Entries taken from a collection

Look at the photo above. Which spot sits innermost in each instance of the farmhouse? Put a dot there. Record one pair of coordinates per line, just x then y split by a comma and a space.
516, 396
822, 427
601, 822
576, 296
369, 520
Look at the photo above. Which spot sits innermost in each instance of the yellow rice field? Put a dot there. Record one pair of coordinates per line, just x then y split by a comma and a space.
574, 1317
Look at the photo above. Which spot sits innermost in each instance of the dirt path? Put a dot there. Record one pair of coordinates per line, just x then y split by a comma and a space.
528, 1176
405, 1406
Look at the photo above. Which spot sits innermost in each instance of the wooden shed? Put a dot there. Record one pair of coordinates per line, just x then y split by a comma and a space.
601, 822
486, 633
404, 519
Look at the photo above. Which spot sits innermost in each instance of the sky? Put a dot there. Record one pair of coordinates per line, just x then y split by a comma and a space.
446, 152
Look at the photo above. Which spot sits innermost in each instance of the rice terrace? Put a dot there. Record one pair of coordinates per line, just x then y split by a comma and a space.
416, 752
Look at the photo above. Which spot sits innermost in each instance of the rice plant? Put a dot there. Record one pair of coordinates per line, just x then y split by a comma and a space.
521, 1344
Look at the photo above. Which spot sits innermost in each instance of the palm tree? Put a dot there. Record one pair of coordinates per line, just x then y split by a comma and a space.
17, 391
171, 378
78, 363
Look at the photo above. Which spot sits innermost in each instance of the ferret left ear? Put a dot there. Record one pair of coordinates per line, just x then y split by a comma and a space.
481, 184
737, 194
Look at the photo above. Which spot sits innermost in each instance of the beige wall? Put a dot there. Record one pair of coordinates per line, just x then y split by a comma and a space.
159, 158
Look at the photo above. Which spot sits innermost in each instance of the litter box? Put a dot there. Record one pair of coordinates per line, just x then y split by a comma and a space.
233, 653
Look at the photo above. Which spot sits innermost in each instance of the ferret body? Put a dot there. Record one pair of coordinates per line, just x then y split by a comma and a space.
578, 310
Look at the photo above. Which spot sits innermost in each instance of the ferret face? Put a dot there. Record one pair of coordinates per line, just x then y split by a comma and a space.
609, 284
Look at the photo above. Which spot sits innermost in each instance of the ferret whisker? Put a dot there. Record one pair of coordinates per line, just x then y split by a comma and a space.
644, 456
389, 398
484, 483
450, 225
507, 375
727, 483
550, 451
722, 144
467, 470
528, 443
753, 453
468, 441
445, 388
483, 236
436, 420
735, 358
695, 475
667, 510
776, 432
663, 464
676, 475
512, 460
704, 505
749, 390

> **Directions**
Rewrite the items as a numbered list, starting at the line with "of the litter" and running up to and including the last line of the items. Leave out any blank lines.

> **Exercise solution**
1. Look at the photo above. Which spot sits innermost in each instance of the litter box? Put a dot there. Record one pair of coordinates per line, just x then y split by a comma and a space.
2. 233, 653
3. Look at the photo above. Which spot sits innermost in each instance of the ferret body? Put a dot there. Record one pair of coordinates per line, just x then y split by a comma and a space.
4. 578, 310
5. Look at the photo above. Which spot sits innermost in each instance of the ferret face? Put a dot there. Record one pair of coordinates per line, just x then y split by a comma and a space.
6. 609, 284
7. Look at the photo above. Which spot sits innermost in each instance of the ferret whisker? Put a dot there. Record one pair of coordinates per line, just x then y split by a comma and a space.
8. 644, 456
9. 389, 398
10. 484, 483
11. 450, 225
12. 507, 375
13. 727, 483
14. 550, 451
15. 722, 144
16. 467, 470
17. 528, 443
18. 753, 453
19. 468, 441
20. 445, 388
21. 483, 236
22. 436, 420
23. 735, 358
24. 695, 475
25. 667, 510
26. 776, 432
27. 663, 464
28. 676, 475
29. 512, 460
30. 704, 505
31. 749, 390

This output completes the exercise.